• PAGE:

===

Pourquoi dans l’imaginaire commun un fils s’occupe-t-il moins bien de sa mère vieillissante ?

Oh, ça doit être dur pour une femme, à 86 ans, d’avoir seulement deux fils pour prendre soin de soi ! 

Ces propos échangés autour d’une tasse de thé matinale ont eu le mérite de réveiller instantanément mon cerveau encore endormi. Prononcés innocemment à propos de certains problèmes familiaux, ils sont pourtant le reflet d’un inconscient collectif qui réfléchit (encore et toujours) par des rôles de genre. 

Non, ce n’est pas le fait d’avoir deux fils qui soit le problème ; c’est le fait qu’ils aient été élevés en adéquation avec ce que l’on attend des garçons. 

Les clichés sont réducteurs, destructeurs et enferment chacun·e dans un rôle attendu, dans des normes à respecter. Aux femmes : la douceur, la gentillesse, les tâches ménagères, le soin (des enfants, du mari, des parents vieillissants). Aux hommes : le travail (et l’argent qu’ils en ramène), la force, le courage, la bière et les pieds sur le canapé. 

Partant de cela, il est normal de considérer qu’avoir deux garçons d’une soixantaine d’années pour s’occuper de leur mère de plus de 85 ans est compliqué. Une fille, deux filles mêmes, auraient bien mieux pris soin d’elle, auraient été plus attentives, plus tendres, plus alertes sur ses besoins. Bien sûr, on peut penser que c’est une autre génération, plus ancienne, où les rôles de genre sont bien plus marqués qu’aujourd’hui.  Pourtant penser cela montre bien qu’il reste encore du chemin à faire. 

Pourquoi est-ce que l’on pense qu’avoir deux filles pour s’occuper de leur mère âgée aurait été plus facile ?

===

• EXTRAITS DE DONNÉES:

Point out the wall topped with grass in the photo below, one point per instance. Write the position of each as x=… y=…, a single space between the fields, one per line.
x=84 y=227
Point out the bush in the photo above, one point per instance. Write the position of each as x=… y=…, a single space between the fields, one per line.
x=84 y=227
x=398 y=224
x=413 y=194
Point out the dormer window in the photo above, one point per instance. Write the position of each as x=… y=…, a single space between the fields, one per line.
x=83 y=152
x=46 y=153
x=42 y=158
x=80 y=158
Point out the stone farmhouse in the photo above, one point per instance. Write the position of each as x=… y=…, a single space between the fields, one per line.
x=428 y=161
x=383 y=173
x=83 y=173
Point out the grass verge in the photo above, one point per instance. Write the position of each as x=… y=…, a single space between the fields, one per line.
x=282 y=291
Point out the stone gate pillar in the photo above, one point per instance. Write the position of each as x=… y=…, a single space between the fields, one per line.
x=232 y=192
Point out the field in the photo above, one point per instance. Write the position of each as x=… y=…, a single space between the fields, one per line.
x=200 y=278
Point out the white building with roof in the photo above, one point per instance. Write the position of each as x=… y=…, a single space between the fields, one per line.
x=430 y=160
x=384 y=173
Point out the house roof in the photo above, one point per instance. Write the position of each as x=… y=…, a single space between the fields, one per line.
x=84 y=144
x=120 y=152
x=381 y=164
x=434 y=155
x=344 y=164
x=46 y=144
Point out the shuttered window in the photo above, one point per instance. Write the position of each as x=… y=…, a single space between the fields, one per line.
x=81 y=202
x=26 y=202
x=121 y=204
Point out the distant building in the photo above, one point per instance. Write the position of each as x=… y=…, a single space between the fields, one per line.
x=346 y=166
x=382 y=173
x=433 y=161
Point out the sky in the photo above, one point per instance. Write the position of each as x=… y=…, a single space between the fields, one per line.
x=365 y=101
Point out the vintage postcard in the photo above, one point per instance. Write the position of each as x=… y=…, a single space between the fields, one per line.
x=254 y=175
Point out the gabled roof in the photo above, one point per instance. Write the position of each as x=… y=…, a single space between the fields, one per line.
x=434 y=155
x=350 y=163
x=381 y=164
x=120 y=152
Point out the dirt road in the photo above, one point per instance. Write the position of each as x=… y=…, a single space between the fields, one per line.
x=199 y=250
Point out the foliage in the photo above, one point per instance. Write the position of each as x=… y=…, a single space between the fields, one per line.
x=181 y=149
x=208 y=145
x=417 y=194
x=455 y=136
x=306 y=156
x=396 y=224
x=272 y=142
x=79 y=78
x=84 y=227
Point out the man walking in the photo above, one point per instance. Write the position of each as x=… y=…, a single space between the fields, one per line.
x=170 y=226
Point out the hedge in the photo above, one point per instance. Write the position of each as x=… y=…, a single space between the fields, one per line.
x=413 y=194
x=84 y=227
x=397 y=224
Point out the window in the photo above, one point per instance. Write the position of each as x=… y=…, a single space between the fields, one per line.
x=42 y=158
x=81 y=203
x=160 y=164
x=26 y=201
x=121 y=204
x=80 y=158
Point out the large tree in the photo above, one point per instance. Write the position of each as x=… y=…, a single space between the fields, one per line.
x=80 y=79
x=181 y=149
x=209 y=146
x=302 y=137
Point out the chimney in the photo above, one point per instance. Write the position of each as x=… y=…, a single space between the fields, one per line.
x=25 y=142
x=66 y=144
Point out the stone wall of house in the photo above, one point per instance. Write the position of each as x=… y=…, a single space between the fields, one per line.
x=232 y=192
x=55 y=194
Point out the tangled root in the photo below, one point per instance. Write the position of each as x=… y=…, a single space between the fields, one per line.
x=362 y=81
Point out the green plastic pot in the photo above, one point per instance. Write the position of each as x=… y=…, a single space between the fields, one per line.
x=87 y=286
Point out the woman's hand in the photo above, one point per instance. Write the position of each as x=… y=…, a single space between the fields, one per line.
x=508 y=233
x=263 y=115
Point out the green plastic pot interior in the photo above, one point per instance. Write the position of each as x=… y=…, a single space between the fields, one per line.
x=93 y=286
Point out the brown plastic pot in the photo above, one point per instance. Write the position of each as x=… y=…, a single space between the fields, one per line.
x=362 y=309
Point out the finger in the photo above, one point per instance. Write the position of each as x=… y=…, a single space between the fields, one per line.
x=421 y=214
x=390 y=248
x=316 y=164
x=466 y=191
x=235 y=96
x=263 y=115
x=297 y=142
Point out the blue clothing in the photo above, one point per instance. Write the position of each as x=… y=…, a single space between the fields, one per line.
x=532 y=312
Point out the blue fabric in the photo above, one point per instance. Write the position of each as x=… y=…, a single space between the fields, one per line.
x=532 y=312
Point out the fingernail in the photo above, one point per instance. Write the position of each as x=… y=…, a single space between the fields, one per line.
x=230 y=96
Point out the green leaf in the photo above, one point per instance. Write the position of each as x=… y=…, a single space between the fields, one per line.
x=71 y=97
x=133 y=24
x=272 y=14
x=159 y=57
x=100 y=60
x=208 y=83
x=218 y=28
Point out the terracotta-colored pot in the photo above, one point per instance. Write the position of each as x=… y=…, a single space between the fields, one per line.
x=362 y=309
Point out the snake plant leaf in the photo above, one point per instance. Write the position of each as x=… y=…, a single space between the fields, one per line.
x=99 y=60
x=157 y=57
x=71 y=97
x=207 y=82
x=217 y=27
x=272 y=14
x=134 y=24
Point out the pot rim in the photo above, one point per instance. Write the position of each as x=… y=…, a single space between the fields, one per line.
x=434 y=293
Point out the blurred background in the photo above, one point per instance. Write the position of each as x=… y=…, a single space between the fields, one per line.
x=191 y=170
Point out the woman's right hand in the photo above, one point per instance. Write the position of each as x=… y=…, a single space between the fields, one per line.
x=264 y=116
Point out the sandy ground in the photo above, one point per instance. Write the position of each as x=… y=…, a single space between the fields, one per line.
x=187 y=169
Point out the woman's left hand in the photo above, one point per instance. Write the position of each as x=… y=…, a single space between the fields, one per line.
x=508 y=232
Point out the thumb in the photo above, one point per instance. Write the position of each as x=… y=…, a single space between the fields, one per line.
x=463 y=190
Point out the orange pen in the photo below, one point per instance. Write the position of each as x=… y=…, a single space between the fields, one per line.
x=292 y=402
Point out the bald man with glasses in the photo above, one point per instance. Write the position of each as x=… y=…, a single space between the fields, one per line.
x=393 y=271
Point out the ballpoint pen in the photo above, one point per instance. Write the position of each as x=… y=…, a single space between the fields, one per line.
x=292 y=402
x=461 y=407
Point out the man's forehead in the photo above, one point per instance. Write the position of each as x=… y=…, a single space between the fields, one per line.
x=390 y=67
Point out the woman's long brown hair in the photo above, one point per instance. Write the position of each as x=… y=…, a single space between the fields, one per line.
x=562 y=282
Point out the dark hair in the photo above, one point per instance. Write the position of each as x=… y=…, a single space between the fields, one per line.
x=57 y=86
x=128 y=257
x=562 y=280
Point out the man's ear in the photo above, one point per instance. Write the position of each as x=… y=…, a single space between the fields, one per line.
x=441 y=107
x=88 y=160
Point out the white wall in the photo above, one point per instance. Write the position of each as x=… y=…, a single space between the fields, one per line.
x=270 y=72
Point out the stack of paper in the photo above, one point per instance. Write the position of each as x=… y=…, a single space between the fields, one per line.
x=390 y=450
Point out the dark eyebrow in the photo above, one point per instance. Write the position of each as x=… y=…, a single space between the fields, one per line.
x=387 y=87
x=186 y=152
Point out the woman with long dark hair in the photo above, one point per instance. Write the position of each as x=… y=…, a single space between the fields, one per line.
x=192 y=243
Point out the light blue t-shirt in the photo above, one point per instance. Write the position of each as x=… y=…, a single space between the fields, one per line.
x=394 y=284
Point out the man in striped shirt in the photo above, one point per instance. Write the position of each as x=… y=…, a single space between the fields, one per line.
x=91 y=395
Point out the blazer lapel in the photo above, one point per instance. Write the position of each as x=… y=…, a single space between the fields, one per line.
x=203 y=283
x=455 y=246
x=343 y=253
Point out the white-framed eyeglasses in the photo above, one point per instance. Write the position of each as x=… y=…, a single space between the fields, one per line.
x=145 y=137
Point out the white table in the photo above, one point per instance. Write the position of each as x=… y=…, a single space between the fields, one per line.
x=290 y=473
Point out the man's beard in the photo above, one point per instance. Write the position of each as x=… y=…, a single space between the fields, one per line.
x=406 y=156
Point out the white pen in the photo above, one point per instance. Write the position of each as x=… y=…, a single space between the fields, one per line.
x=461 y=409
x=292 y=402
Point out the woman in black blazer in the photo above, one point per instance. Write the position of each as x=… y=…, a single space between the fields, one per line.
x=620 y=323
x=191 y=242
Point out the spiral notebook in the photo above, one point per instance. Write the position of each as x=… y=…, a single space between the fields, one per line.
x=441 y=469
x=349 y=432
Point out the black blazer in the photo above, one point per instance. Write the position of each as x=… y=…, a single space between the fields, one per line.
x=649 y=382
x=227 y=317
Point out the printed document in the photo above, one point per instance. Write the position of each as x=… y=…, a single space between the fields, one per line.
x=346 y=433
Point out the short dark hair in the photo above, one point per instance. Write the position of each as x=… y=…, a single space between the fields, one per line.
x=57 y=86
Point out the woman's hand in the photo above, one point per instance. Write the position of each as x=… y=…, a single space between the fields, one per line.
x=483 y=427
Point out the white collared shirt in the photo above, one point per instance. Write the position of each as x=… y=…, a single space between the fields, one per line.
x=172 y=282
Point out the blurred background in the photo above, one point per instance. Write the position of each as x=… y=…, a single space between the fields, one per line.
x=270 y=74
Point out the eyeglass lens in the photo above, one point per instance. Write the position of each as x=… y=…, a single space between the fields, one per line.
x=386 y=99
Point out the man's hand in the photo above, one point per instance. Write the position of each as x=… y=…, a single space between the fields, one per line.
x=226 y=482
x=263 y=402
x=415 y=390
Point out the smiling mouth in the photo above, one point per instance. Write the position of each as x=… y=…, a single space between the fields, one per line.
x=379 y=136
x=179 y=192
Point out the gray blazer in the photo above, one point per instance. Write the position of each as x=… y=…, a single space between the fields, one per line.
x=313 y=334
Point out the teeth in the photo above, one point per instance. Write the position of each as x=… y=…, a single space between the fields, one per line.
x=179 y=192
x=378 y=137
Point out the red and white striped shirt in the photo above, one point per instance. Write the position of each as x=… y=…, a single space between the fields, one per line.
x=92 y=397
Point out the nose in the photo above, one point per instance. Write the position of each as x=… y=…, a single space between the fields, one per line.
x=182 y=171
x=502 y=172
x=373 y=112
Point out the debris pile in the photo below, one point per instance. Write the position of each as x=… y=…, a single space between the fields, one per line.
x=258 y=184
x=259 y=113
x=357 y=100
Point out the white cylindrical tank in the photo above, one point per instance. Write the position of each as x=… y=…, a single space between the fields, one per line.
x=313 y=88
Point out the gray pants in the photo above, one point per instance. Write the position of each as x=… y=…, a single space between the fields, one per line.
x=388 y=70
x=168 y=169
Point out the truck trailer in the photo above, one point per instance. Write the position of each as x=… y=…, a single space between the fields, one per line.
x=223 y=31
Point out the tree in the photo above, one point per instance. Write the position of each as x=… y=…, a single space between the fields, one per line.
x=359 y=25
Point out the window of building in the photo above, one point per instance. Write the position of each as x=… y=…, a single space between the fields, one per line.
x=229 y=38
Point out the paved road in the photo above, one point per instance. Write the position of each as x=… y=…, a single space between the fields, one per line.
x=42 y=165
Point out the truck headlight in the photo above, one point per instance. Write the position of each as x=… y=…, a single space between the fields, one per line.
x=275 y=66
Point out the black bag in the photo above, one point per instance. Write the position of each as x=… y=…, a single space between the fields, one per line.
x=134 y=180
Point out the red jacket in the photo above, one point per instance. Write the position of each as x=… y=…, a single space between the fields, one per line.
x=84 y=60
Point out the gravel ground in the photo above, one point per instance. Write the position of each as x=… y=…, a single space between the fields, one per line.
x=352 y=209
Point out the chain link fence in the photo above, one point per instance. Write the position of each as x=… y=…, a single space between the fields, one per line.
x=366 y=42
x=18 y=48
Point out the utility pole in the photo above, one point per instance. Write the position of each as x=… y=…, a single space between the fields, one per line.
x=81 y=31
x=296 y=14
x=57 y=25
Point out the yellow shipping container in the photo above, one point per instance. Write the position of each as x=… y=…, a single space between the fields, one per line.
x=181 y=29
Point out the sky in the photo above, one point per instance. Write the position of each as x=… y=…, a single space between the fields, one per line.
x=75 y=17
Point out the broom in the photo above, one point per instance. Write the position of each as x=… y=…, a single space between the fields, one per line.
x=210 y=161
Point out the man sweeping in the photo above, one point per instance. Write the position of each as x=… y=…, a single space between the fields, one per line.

===

• TÂCHE 1: D'après le texte sur les rôles de genre, pourquoi avoir deux fils n'est-il pas en soi la difficulté pour une mère de 86 ans ? Répondez en une à trois phrases.
• TÂCHE 2: Extrayez du texte sur les rôles de genre le passage qui commence à « Oh, ça doit » et se termine à « rôles de genre. ».

• RÉPONSE COMPLÈTE 1: La difficulté ne vient pas du fait d'avoir deux fils, mais de ce qu'ils aient été élevés en adéquation avec ce que l'on attend des garçons. Les clichés de genre réservent aux femmes le soin, y compris celui des parents vieillissants, et aux hommes le travail, la force et le courage, enfermant chacun dans un rôle attendu.

• RÉPONSE COMPLÈTE 2:
Oh, ça doit être dur pour une femme, à 86 ans, d’avoir seulement deux fils pour prendre soin de soi ! 

Ces propos échangés autour d’une tasse de thé matinale ont eu le mérite de réveiller instantanément mon cerveau encore endormi. Prononcés innocemment à propos de certains problèmes familiaux, ils sont pourtant le reflet d’un inconscient collectif qui réfléchit (encore et toujours) par des rôles de genre.